"""

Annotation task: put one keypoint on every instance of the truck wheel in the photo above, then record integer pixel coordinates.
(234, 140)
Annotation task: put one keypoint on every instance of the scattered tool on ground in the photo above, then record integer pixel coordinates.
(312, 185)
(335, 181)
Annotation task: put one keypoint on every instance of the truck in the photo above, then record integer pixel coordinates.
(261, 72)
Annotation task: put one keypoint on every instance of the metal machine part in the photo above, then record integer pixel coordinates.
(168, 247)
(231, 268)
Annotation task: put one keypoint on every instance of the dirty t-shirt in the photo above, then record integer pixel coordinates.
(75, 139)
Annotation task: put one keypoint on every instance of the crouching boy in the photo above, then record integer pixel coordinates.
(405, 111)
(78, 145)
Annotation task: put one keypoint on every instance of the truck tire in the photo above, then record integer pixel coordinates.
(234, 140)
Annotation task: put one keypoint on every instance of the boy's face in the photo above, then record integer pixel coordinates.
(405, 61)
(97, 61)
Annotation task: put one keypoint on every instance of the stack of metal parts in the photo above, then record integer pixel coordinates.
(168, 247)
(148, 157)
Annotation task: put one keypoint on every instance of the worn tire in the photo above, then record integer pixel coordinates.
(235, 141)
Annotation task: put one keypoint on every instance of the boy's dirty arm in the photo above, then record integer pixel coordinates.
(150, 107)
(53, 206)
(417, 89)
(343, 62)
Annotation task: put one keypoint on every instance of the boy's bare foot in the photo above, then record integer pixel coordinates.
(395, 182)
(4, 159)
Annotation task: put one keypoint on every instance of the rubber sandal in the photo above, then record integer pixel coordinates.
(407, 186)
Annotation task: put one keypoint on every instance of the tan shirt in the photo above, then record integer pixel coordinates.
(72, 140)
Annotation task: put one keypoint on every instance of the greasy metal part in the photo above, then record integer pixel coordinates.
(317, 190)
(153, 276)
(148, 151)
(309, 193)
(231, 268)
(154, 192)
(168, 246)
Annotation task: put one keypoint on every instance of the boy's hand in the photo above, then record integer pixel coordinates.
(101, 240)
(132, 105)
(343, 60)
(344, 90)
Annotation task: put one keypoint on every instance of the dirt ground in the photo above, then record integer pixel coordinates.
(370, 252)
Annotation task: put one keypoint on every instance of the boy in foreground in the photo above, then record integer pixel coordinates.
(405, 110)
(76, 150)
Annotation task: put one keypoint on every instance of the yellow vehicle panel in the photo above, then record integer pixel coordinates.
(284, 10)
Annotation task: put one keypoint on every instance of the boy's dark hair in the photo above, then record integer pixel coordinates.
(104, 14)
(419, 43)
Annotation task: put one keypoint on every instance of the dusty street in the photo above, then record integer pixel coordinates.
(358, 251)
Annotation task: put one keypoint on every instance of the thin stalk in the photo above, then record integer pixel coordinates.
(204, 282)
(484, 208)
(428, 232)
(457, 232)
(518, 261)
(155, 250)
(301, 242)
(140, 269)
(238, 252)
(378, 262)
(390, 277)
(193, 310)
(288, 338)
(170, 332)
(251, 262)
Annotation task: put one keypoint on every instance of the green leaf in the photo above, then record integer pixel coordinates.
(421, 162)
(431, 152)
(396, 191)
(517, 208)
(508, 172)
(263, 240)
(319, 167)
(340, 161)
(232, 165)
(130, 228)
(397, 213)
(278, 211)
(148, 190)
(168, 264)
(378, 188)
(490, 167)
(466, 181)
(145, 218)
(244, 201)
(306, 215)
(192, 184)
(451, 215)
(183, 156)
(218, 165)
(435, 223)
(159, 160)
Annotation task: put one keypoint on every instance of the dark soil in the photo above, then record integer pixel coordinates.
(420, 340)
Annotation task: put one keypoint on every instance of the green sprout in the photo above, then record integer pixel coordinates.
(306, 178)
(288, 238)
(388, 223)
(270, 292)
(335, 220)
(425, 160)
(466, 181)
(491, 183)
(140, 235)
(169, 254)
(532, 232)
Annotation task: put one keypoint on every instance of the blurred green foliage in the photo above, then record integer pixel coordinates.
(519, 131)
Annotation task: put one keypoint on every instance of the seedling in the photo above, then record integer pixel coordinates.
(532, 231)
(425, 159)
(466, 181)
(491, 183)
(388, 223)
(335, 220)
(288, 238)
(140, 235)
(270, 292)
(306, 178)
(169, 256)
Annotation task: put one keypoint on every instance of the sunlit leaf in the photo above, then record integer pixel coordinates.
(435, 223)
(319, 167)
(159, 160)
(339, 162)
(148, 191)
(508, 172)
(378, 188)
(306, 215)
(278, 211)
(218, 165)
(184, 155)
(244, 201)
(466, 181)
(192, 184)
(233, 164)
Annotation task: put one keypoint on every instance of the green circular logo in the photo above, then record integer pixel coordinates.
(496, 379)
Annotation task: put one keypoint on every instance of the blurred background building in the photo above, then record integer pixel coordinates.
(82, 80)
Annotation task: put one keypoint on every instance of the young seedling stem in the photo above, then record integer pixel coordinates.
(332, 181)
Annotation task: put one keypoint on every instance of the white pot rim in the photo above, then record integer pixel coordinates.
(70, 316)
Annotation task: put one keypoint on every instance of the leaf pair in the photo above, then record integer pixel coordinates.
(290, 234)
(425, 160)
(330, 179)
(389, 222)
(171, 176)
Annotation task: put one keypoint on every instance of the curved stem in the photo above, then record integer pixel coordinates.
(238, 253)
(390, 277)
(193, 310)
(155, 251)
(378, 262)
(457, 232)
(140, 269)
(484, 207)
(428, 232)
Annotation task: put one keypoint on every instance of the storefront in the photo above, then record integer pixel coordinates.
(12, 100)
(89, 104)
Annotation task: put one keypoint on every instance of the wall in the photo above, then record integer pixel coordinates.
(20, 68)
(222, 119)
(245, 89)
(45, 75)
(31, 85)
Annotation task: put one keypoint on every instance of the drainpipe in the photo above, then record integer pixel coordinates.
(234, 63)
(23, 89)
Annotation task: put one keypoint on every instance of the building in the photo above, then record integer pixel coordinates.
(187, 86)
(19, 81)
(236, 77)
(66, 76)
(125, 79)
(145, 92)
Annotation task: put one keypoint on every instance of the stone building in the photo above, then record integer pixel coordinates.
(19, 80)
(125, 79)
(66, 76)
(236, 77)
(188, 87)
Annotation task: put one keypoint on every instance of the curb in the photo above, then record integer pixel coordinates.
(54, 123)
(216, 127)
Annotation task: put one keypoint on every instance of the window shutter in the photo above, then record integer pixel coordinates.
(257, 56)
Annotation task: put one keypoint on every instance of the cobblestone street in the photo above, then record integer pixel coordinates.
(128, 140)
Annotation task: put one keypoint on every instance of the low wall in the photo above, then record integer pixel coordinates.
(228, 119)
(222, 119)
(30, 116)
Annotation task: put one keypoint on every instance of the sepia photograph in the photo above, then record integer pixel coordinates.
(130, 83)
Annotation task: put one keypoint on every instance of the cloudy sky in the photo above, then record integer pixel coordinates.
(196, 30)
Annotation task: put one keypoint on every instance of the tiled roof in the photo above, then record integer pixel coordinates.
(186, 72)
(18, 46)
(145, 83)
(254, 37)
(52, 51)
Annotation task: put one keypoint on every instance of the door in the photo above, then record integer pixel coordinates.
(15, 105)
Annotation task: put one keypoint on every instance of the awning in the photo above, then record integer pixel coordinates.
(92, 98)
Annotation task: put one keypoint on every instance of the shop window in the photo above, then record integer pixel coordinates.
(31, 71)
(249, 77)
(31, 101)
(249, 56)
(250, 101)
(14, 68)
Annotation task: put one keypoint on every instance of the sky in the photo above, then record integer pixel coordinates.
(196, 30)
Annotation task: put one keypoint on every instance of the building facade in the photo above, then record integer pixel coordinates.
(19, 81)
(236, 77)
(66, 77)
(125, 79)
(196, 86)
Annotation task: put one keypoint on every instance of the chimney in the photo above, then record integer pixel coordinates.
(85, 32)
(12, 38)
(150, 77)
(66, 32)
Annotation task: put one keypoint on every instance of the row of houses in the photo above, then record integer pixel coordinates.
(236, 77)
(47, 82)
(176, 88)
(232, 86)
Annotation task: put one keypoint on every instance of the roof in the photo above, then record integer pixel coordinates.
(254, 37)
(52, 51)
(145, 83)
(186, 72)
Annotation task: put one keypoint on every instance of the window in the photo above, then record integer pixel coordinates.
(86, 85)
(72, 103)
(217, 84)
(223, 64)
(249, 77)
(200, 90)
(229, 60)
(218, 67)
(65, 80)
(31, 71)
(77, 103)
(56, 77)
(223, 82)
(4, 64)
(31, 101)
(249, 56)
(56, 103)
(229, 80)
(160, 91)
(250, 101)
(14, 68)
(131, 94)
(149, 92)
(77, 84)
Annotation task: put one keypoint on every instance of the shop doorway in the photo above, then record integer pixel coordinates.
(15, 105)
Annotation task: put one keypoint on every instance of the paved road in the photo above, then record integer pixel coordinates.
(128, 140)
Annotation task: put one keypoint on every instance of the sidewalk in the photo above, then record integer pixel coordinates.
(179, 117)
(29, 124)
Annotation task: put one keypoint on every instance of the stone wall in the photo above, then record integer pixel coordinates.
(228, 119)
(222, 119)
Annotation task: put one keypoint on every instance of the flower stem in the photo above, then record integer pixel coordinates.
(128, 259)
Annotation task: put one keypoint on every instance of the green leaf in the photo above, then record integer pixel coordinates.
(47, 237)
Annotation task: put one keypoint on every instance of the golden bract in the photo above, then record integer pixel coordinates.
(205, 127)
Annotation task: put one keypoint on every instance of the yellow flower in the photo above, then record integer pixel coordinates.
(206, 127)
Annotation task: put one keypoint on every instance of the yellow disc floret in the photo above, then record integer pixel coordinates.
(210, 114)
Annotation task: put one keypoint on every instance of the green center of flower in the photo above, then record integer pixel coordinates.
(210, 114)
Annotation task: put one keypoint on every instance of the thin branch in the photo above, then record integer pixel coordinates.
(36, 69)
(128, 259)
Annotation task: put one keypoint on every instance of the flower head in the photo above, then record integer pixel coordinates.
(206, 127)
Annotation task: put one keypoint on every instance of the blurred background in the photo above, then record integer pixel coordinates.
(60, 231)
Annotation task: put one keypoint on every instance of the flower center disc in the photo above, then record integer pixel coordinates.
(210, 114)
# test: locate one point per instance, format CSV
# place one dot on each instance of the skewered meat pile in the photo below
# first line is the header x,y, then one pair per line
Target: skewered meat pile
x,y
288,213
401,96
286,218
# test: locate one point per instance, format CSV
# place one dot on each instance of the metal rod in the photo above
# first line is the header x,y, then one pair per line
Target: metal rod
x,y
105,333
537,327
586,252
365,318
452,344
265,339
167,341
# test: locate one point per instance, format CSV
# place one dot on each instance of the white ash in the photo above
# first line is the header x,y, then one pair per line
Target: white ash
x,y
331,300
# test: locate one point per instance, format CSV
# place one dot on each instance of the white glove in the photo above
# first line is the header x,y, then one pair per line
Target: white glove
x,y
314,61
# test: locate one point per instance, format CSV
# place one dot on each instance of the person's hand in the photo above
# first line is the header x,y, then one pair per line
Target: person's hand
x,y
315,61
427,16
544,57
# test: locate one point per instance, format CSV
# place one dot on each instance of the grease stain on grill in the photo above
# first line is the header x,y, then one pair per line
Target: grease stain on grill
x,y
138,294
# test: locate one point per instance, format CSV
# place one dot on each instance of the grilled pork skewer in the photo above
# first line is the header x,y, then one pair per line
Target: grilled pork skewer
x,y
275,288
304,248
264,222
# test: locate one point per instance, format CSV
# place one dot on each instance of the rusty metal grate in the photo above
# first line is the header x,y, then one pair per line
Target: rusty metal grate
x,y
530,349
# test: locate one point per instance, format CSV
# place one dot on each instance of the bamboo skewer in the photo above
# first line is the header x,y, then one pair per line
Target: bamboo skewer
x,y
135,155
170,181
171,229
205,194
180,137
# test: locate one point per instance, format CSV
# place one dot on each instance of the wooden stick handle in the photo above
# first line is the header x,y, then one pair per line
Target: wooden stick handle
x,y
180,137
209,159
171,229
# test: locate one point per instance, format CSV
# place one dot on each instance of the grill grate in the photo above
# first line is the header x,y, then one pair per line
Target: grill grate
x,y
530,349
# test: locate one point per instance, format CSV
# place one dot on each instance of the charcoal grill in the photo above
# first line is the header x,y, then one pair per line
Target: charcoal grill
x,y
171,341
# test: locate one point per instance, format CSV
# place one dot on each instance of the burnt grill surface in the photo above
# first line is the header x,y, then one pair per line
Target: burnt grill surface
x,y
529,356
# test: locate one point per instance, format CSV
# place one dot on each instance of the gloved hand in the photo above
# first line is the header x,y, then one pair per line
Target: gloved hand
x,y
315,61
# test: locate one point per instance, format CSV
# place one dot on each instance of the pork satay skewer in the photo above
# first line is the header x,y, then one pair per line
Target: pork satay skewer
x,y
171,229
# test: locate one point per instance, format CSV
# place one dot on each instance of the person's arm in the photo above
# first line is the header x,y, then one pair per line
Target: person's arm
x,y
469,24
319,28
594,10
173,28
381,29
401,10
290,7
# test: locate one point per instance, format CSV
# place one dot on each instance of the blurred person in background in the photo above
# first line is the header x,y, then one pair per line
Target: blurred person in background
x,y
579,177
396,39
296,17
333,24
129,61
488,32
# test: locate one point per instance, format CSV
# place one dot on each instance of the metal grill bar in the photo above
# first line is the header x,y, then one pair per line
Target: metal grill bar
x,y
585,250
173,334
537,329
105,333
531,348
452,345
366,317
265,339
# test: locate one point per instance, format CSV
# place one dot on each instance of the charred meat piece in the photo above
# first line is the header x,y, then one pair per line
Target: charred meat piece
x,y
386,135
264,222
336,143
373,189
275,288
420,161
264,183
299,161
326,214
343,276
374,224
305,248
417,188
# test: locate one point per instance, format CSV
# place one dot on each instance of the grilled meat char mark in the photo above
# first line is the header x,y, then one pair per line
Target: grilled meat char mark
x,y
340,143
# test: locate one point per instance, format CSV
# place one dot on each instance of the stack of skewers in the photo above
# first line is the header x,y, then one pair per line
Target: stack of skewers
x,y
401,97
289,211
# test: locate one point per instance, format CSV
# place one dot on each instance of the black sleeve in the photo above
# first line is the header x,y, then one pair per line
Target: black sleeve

"""

- The task -
List every line of the items above that contains "grate". Case counts.

- The reply -
# place one dot on each instance of the rusty metal grate in the photo above
Target: rusty metal grate
# place one dot on each instance of the grill grate in the photo above
Target: grill grate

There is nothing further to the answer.